**Request**
Starting at the first line below and ending at the line that contains "(571, 336), (604, 355)", rescale the lines by multiplying each bounding box coordinate in the answers by 2.15 and rounding to whole numbers (halves up), keeping all other text, including the documentation's sample coordinates, unchanged. Leave the picture out.

Excerpts of bounding box data:

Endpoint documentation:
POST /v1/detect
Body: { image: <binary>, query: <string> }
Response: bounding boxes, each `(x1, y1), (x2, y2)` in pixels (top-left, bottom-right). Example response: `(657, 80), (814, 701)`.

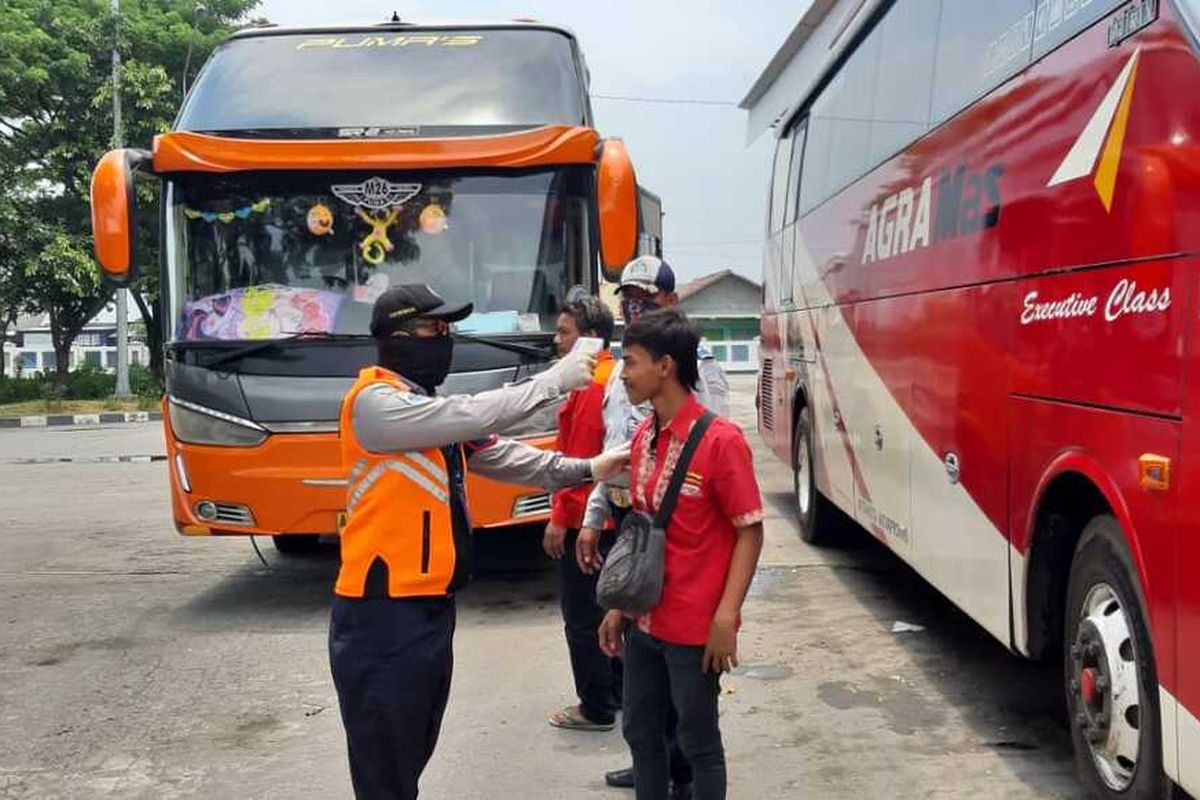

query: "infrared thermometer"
(571, 336), (604, 355)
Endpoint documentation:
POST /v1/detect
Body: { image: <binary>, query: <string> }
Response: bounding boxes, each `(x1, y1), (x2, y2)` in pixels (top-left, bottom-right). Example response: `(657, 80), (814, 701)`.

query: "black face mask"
(379, 336), (454, 395)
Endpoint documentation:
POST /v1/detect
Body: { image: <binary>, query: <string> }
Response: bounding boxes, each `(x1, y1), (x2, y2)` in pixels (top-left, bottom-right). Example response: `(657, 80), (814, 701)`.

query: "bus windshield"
(163, 168), (594, 342)
(176, 29), (586, 138)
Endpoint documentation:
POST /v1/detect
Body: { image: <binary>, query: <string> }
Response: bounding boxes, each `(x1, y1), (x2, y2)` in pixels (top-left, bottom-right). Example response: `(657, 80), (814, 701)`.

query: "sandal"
(547, 705), (617, 730)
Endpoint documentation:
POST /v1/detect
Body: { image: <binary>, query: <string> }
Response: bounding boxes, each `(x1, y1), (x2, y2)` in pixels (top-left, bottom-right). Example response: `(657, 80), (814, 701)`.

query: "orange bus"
(91, 22), (642, 553)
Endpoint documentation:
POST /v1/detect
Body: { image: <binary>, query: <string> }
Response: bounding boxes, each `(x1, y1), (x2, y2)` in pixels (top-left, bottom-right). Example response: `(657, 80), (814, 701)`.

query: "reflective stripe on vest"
(335, 367), (458, 597)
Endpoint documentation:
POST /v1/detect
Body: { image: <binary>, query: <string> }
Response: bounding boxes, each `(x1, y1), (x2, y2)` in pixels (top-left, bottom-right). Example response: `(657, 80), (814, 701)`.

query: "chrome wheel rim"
(796, 431), (812, 522)
(1069, 583), (1144, 792)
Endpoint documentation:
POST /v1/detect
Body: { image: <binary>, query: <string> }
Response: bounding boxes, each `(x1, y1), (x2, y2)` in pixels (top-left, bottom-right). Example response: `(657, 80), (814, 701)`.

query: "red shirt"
(630, 396), (763, 645)
(550, 350), (613, 528)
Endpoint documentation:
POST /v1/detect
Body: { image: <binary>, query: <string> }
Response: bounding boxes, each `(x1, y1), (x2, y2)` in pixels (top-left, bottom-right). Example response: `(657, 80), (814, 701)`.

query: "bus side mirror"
(91, 149), (151, 287)
(596, 139), (637, 281)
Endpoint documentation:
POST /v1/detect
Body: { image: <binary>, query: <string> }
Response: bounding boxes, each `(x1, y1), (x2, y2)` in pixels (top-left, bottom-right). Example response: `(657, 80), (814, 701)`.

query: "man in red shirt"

**Full answer**
Endpoint documentation:
POST /v1/detect
Body: { image: <binary>, query: <string> }
Response: bounding boxes, each `(x1, y1), (x2, y2)` in pixels (top-left, bottom-right). Example response: `(657, 80), (814, 701)`.


query: "infrared thermometer"
(1228, 722), (1299, 763)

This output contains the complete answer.